#### Document text
----

By Geoffrey Smith
Investing.com -- U.S. shoppers wasted no time in spending their stimulus checks in March, embarking on their biggest spending spree in nearly a year.
Retail sales rose 9.8% according to data released on Thursday by the Bureau of Economic Analysis, well ahead of the 5.9% rise expected and the biggest monthly increase since May last year. The less volatile series of core retail sales also rose sharply, by 8.4%. The numbers for February were also revised up for both series.
The strength in retail sales was broadly distributed across almost all sectors: Sporting goods sales were up 24% after falling 6.9% in February. while apparel sales were up 18%, motor vehicles and parts were up 18%, and building materials sales were up 12%. Only food and beverage, with a 0.7% gain, lagged the overall trend noticeably.
"The level of overall sales should remain robust in the coming months with households on track to spend a part of savings accumulated during the pandemic," said Christophe Barraud, chief economist and strategist at Market Securities, in a blog post. "The large amount of excess savings accumulated since March 2020 (more than $1.750 trillion at the end of February 2021) could partly flood the economy from 2Q21.
Daniel Zhao, senior economist at Glassdoor, noted meanwhile that "almost every retail group is now above pre-crisis levels. Even clothing where spending dropped more than 80% from February to April 2020."
He pointed out that the only outlier was the restaurant and bar sector, where spending is still 4.8% below pre-pandemic levels.
There was more encouraging news from the labour market front too, as initial jobless claims fell much further than expected last week to only 576,000, their lowest level since the pandemic began. Analysts had expected a figure of 700,000 ahead of time.
Last week's initial claims number was revised up by 25,000 to 759,000.
The jobless claims numbers have been uneven in recent weeks. However, the longer-term declining trend was clearly underlined as another 1.2 million people dropped off the Department of Labor's broadest measure of those claiming benefits under all unemployment-related programs. The overall number fell to 16.93 million in the week through March 27, from 18.17 million the previous week. The narrower number of continuing claims under federal and state programs
Elsewhere, readings from both the Philadelphia Federal Reserve's business study and the New York Empire State Manufacturing index both exceeded expectations too, although Nordea analyst Martin Enlund warned that both appeared to be merely catching up with the Institute of Supply Management's findings in its last monthly survey.

----

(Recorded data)
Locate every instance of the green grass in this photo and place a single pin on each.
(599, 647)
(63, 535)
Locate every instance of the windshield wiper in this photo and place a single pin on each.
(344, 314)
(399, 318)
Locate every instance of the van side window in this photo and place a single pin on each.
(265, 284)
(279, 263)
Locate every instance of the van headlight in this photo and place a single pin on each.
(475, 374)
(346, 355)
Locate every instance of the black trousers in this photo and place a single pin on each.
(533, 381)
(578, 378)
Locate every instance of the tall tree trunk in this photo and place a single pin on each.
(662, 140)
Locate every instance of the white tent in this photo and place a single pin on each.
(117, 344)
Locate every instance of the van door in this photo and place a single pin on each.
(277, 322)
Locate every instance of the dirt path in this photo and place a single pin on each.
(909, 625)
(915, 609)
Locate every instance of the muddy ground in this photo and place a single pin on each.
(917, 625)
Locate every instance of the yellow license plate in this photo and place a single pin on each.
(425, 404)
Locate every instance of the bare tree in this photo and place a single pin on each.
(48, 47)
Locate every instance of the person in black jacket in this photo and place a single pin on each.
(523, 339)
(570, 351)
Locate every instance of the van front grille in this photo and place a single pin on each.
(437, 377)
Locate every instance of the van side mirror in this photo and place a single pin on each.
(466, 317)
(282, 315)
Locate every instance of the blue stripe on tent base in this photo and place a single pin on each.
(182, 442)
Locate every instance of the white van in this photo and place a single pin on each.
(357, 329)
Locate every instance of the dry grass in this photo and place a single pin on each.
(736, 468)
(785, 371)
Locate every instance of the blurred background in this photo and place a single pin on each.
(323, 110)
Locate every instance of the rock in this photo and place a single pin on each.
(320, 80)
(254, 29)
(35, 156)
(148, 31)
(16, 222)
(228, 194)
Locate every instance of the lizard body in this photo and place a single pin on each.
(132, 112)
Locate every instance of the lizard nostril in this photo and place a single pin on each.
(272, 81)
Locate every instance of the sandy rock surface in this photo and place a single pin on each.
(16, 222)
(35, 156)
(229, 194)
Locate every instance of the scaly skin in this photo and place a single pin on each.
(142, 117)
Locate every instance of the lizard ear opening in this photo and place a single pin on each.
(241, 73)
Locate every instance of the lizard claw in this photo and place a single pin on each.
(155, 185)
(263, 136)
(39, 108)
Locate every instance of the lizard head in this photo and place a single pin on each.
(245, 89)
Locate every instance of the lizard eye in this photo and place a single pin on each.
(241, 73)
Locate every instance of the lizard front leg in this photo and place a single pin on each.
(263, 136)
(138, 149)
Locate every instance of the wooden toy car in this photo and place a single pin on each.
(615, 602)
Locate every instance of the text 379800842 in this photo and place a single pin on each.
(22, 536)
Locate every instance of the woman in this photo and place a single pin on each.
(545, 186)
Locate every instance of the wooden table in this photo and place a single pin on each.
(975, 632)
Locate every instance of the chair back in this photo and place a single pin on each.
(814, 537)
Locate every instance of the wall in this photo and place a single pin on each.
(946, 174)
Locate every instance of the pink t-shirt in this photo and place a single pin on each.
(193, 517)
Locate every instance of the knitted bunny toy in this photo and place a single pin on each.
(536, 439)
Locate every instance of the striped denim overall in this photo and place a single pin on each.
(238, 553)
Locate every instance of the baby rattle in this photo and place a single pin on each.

----

#### Required actions
1. In the article on retail sales, by what percentage did retail sales rise in March?
2. Decide whether each statement agrees with the article on retail sales. Answer yes or no for each, and quote the deciding words of the article.
(a) Sporting goods sales rose 24%.
(b) Initial jobless claims came in higher than analysts had expected.
(c) Spending at restaurants and bars is back to pre-pandemic levels.
3. Retype the article on retail sales from "Last week's initial" to "last monthly survey.".
The records have no connection to the text.

#### Task answers
1. 9.8%

2.
(a) Yes: "Sporting goods sales were up 24% after falling 6.9% in February."
(b) No: "initial jobless claims fell much further than expected last week to only 576,000"
(c) No: "where spending is still 4.8% below pre-pandemic levels"

3.
Last week's initial claims number was revised up by 25,000 to 759,000.
The jobless claims numbers have been uneven in recent weeks. However, the longer-term declining trend was clearly underlined as another 1.2 million people dropped off the Department of Labor's broadest measure of those claiming benefits under all unemployment-related programs. The overall number fell to 16.93 million in the week through March 27, from 18.17 million the previous week. The narrower number of continuing claims under federal and state programs
Elsewhere, readings from both the Philadelphia Federal Reserve's business study and the New York Empire State Manufacturing index both exceeded expectations too, although Nordea analyst Martin Enlund warned that both appeared to be merely catching up with the Institute of Supply Management's findings in its last monthly survey.